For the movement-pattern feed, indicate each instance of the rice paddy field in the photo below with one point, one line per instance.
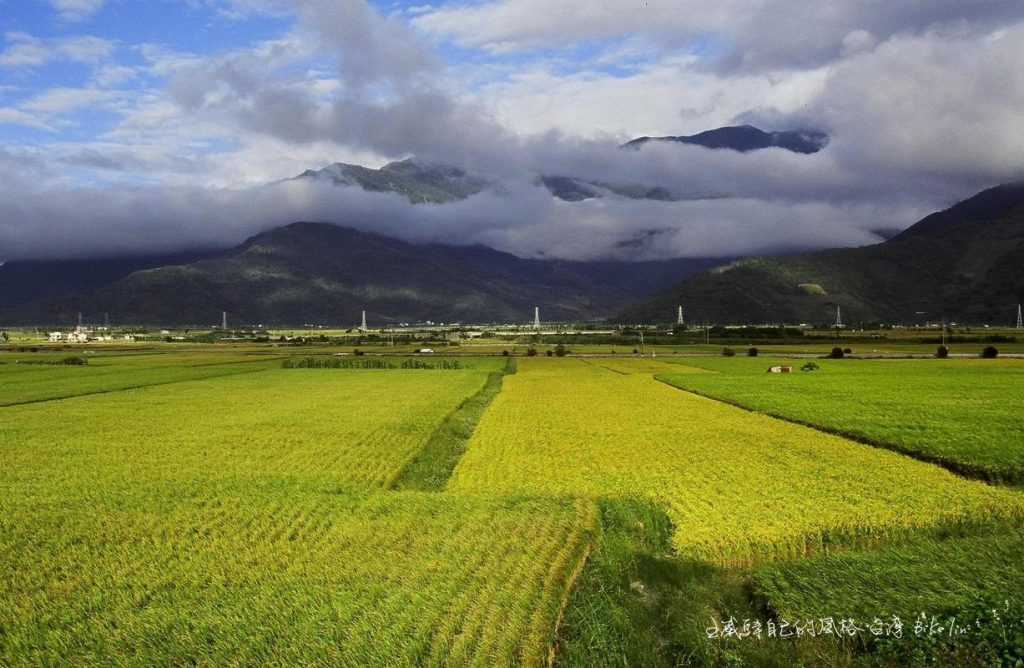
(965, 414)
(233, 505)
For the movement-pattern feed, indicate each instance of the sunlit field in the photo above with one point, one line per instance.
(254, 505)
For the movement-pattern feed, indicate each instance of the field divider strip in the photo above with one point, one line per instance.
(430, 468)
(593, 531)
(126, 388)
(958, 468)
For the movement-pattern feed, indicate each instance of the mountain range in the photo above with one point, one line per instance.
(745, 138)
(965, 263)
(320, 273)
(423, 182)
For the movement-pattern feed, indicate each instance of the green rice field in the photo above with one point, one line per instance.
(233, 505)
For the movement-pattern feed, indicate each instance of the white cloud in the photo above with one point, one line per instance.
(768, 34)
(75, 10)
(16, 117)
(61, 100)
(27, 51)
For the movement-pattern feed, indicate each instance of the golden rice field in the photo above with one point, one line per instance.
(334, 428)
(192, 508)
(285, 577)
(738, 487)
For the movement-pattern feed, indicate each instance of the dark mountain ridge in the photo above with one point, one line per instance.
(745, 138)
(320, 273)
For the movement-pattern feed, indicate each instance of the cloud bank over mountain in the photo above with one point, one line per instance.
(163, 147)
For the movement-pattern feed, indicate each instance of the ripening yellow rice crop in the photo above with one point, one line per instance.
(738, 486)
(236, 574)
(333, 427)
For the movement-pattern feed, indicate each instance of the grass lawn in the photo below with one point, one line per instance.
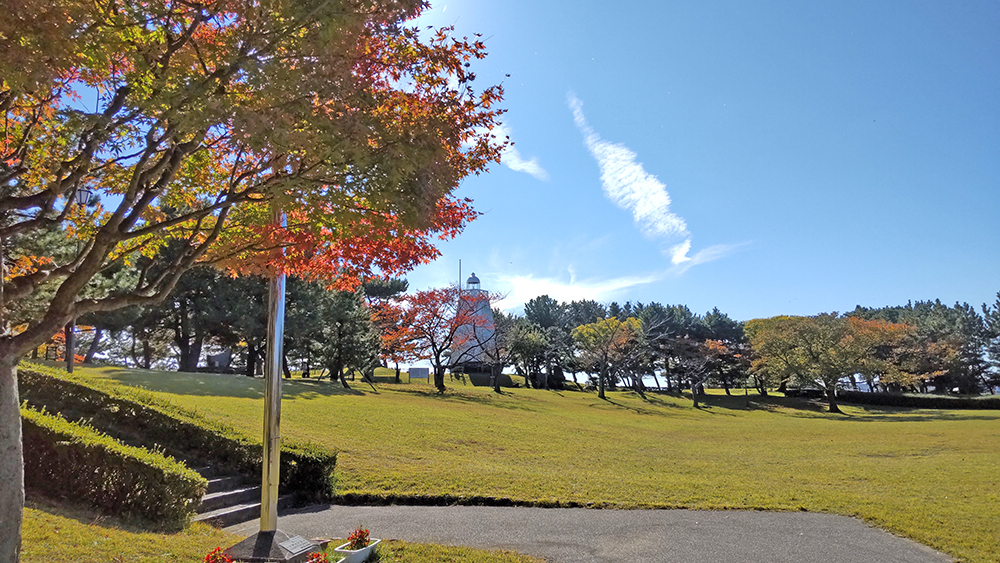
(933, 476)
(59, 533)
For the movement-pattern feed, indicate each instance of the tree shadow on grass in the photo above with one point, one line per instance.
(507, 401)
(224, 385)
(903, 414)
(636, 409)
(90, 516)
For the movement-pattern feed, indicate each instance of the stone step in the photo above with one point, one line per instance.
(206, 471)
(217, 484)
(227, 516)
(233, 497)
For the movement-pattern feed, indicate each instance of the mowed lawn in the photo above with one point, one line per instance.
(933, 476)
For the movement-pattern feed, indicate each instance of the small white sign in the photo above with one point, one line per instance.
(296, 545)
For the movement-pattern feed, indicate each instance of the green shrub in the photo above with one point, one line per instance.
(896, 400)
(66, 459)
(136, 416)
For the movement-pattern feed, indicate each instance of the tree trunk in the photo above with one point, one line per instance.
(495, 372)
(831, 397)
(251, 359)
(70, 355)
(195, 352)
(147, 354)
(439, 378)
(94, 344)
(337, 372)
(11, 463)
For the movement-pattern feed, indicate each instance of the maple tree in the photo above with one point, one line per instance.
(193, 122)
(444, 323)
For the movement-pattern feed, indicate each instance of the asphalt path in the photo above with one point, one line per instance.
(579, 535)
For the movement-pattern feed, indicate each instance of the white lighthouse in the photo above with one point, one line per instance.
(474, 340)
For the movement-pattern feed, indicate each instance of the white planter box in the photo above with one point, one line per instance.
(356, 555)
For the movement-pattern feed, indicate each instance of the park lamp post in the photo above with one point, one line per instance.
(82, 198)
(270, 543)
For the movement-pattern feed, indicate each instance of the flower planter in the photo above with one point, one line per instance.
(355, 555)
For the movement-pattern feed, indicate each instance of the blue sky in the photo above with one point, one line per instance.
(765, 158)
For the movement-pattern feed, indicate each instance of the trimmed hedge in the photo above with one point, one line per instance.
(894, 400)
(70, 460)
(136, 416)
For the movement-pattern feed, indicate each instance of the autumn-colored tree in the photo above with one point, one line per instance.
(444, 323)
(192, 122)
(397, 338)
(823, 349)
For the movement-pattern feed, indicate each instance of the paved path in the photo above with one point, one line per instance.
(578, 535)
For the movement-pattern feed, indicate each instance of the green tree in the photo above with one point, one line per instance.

---

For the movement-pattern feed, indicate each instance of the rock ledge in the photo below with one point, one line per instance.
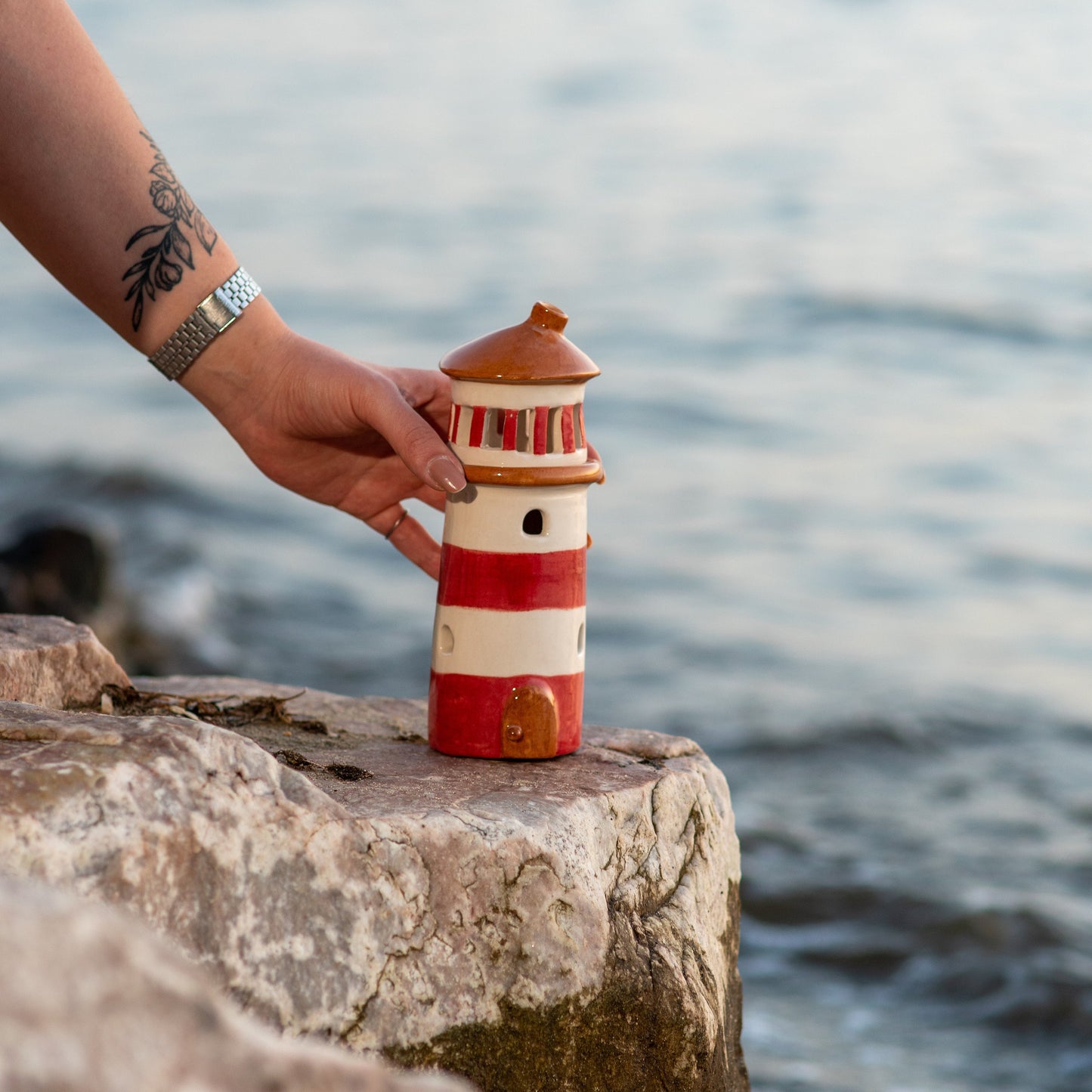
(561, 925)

Given task:
Please rewrite the rows from the line with "of the autumn-colored" to the line with "the green tree", both ends included, keeping the requests unchanged and multiplying each point coordinate by 0.45, rounded to whole numbers with halves going up.

Exercise response:
For the movement-pattern feed, indicate each instance of the autumn-colored tree in the photo above with one point, one line per instance.
(200, 145)
(86, 55)
(179, 152)
(370, 157)
For the movement-pattern feed, indicate each instance of the paved path in the photo above with one point, one line per instance.
(260, 241)
For the movement-pattern feed, indicate each instance of the green tree in the photo above with one point, one line per instance.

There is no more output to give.